*DIRECTION*. Return exactly the lines that run from the one containing "Would you mind marking the blossom" to the end of the entries, with both ends included.

*EXCERPTED RECORDS*.
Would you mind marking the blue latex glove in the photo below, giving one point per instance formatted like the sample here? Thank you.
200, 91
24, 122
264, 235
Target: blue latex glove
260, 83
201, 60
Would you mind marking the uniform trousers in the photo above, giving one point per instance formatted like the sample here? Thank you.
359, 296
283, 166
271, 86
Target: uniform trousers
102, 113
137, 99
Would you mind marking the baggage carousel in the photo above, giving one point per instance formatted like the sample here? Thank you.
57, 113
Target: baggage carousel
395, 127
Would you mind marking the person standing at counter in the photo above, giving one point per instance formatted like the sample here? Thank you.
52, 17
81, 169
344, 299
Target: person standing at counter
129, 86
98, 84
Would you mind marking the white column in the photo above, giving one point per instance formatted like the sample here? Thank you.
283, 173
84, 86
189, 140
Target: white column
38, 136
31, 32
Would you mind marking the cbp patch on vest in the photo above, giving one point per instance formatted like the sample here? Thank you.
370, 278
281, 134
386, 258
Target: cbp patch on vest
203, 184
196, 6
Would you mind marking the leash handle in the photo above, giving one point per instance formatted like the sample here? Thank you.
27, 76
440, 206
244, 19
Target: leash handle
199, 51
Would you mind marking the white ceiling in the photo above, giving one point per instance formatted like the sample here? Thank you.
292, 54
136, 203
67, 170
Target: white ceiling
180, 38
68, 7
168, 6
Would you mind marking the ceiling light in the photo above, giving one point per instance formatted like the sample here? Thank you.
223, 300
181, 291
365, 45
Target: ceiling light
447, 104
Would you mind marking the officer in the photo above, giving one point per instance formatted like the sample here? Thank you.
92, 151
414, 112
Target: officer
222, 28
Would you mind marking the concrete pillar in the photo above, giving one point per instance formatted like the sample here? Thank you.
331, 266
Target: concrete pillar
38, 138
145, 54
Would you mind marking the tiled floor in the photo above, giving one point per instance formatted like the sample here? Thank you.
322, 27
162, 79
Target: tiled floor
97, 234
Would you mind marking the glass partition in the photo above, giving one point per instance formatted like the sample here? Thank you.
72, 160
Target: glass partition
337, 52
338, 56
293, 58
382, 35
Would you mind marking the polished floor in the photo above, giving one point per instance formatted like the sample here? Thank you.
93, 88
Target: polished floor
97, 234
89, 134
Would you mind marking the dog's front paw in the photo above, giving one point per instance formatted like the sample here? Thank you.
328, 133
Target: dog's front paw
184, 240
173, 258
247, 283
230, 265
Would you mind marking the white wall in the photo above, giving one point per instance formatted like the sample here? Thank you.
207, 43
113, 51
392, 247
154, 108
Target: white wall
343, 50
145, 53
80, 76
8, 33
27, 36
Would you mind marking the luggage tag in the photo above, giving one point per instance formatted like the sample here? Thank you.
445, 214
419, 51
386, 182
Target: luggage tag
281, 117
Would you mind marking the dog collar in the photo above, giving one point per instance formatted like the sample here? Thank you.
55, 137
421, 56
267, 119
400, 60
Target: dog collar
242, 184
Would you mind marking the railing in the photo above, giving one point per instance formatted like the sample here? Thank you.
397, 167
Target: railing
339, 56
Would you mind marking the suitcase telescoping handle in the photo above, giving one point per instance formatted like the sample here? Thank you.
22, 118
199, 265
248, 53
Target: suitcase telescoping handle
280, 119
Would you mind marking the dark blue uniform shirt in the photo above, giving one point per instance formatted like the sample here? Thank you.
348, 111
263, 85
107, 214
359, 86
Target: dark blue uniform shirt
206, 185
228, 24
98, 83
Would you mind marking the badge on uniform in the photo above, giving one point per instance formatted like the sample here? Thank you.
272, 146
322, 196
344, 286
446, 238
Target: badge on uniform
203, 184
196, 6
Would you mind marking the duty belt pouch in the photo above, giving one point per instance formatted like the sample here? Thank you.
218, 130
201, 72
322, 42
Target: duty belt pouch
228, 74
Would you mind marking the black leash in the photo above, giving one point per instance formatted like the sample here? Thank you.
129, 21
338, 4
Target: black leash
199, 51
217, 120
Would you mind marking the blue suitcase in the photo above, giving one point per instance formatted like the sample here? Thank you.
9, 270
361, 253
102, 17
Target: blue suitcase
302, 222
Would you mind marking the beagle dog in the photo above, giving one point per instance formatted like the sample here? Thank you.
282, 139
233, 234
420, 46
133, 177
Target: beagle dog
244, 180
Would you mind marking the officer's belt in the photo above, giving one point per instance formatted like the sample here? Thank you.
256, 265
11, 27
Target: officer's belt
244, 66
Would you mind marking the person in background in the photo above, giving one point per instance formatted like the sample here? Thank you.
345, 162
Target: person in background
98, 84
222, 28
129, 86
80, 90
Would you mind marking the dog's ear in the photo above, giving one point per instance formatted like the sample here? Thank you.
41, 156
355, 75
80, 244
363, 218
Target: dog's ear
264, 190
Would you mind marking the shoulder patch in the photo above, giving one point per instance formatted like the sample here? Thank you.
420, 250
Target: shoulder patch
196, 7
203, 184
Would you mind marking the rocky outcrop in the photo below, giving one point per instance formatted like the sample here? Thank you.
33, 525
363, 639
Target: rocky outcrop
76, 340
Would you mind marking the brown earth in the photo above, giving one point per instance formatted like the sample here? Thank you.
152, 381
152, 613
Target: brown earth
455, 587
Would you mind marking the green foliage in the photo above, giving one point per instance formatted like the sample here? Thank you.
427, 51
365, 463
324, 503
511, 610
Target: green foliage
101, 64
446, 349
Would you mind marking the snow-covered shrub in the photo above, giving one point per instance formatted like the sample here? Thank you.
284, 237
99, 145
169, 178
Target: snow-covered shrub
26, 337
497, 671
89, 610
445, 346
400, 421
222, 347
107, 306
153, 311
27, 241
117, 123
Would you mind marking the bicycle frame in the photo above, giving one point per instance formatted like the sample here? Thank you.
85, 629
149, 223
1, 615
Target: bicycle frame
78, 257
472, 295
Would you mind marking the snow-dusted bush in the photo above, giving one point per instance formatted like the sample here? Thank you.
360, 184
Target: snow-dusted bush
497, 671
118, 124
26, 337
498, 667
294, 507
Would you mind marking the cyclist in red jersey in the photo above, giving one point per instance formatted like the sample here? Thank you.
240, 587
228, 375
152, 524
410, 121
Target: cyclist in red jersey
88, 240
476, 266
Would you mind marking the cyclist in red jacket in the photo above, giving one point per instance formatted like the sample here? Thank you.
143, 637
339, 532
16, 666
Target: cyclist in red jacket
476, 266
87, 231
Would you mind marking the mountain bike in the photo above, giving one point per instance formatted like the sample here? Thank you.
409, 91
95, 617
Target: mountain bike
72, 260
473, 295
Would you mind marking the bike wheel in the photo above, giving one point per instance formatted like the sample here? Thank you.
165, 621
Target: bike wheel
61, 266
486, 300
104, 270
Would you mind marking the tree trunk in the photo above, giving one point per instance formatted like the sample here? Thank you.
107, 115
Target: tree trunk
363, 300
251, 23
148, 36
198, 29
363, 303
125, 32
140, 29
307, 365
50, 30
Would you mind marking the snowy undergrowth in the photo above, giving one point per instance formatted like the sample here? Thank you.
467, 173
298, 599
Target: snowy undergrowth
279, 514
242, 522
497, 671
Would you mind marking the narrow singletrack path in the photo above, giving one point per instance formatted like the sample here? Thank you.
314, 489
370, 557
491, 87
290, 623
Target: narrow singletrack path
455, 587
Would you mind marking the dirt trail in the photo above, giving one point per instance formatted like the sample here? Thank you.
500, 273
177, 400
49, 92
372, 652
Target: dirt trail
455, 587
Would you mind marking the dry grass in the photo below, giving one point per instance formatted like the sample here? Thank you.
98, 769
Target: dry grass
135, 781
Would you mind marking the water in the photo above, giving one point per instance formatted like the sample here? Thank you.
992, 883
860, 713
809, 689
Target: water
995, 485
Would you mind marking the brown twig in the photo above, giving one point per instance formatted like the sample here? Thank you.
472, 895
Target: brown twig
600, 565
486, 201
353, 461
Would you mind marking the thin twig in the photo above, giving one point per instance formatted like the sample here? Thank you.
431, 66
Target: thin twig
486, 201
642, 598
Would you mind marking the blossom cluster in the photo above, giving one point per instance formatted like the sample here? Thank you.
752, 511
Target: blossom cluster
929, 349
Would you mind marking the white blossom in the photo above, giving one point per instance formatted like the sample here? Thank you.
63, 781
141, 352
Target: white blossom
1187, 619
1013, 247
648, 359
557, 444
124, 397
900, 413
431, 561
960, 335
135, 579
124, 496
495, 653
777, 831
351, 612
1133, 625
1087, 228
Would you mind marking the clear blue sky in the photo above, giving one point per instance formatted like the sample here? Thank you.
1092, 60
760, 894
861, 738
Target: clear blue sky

*EXERCISE OUTPUT*.
Would you mind marking the blossom cluster in the photo above, giving one point per instance formatted like the sample here? Thank you.
752, 511
Target: blossom cluster
929, 349
Would you mind marking the white blossom in the photo above, giving one point per instance formatted like the sample here? Thank you.
63, 781
141, 352
Target: white blossom
1187, 619
1013, 247
648, 359
557, 444
124, 397
900, 413
431, 561
960, 335
135, 579
124, 496
495, 653
777, 831
351, 612
1133, 625
1087, 228
Would you mind marking the clear blue sky in the photo above, giving one point per instance formatted like the sample here? Thank you.
1092, 60
760, 894
861, 738
Target: clear blue sky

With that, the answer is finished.